# [Instructions for the task]
Please extract the interview excerpt with Foster below and reproduce it word for word in full.

SP: Were there moments during your upbringing that you think led you to becoming involved in local politics?
Foster: My earliest political memory was when I was in 5th grade, when Kennedy and Nixon were running against each other. My family is Republican, but some of my mother’s family members are Democrats. I can remember the discussions… We would tease back in forth, though it was just friendly teasing.
In college, I became somewhat involved in politics in a governor’s race. Governor Olgilvie had a group on campus, and I attended some of those functions.
But when I worked at Champaign County Nursing Home, I really became interested in local politics. We had to keep up with the County Board because they were our boss.
When I left the nursing home in 2006, there was an opening on the Champaign City Council. I applied for that opening and didn’t get it. But then the mayor at the time, Mayor Schweighart, suggested I run for City Council. I had taught his son at Kenwood School. I loved the County Board, so I thought serving on City Council would be a good fit for me. And it has been.
SP: Who were your political heroes?
Foster: Dan Rutherford comes to mind. He’s running for governor. I met in 2008. His style of governance is what I like to do. I like to know people and to be with as many people as possible before making my decisions, and it seems like that’s how he likes to campaign and govern.
When I’m invited to functions and neighborhood meetings, I try to go to as many as I can. Because I’m an at-large council member, I try to spend a lot of time listening to people’s views around the community.

Position identification records:
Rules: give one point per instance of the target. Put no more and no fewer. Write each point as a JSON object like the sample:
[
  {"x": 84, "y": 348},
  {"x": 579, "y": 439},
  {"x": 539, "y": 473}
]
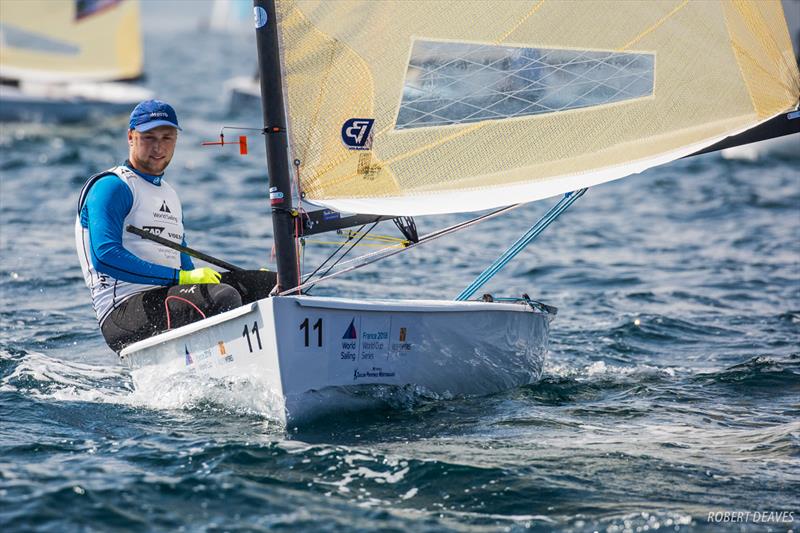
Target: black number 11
[{"x": 317, "y": 327}]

# [Response for this exercise]
SP: Were there moments during your upbringing that you think led you to becoming involved in local politics?
Foster: My earliest political memory was when I was in 5th grade, when Kennedy and Nixon were running against each other. My family is Republican, but some of my mother’s family members are Democrats. I can remember the discussions… We would tease back in forth, though it was just friendly teasing.
In college, I became somewhat involved in politics in a governor’s race. Governor Olgilvie had a group on campus, and I attended some of those functions.
But when I worked at Champaign County Nursing Home, I really became interested in local politics. We had to keep up with the County Board because they were our boss.
When I left the nursing home in 2006, there was an opening on the Champaign City Council. I applied for that opening and didn’t get it. But then the mayor at the time, Mayor Schweighart, suggested I run for City Council. I had taught his son at Kenwood School. I loved the County Board, so I thought serving on City Council would be a good fit for me. And it has been.
SP: Who were your political heroes?
Foster: Dan Rutherford comes to mind. He’s running for governor. I met in 2008. His style of governance is what I like to do. I like to know people and to be with as many people as possible before making my decisions, and it seems like that’s how he likes to campaign and govern.
When I’m invited to functions and neighborhood meetings, I try to go to as many as I can. Because I’m an at-large council member, I try to spend a lot of time listening to people’s views around the community.